**РАБОЧИЕ ИНСТРУКЦИИ:**
(a) Обновите текст о «деле Блюм»: перепишите всё, начиная с «Но суть вовсе» и вплоть до «счастливое его разрешение.», поставив «частного пристава» вместо «квартального надзирателя».
(b) Продолжите текст о «деле Блюм», начав сразу после его последнего предложения.

Но суть вовсе не в этом. Самое забавное в «деле Блюм» – само существование этого дела. Чем, собственно, занимаются чины высшей полиции (и, если бы не смерть свидетельницы, – занялись бы члены Секретной комиссии, первые должностные лица империи)? Разбором скандала в публичном доме – вернее, тем угрожающим государственной безопасности фактом, что некий Катенев в сильном подпитии кричал там невесть какие слова. Для разбора такого рода происшествий с лихвой хватило бы помощника квартального надзирателя.
Думается, что в романе П. М. Ковалевского (автор, кстати, был близок с Дуровым и Пальмом) косвенно отражен именно этот сюжет. Вернее – счастливое его разрешение.

**СОХРАНЁННЫЕ ДАННЫЕ:**
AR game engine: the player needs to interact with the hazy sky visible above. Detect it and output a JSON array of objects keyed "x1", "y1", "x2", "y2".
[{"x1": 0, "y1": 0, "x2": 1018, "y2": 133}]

**ПИСЬМЕННЫЕ ОТВЕТЫ:**
(a)
Но суть вовсе не в этом. Самое забавное в «деле Блюм» – само существование этого дела. Чем, собственно, занимаются чины высшей полиции (и, если бы не смерть свидетельницы, – занялись бы члены Секретной комиссии, первые должностные лица империи)? Разбором скандала в публичном доме – вернее, тем угрожающим государственной безопасности фактом, что некий Катенев в сильном подпитии кричал там невесть какие слова. Для разбора такого рода происшествий с лихвой хватило бы помощника частного пристава.
Думается, что в романе П. М. Ковалевского (автор, кстати, был близок с Дуровым и Пальмом) косвенно отражен именно этот сюжет. Вернее – счастливое его разрешение.

(b)
«Благонадежные девицы Софьи Фёдоровны были возвращены по первому же её слову к месту их служения, благодаря связям почтенной женщины в комиссии… (Не хочет ли автор намекнуть, что сами господа генералы пользовались услугами заведения? – И. В.) Пробовали было, для порядка, допросить и заговорщиц; но совершенно непосредственное хихиканье при первом заданном вопросе: в чем заключались их сношения с заговорщиками? и лаконичный ответ: “Занимались с ними”, – заставили допустить в их пользу исключение»[190].
Фантасмагория русской жизни тем и неодолима, что носит универсальный характер.
Но следует обратить внимание ещё на один аспект.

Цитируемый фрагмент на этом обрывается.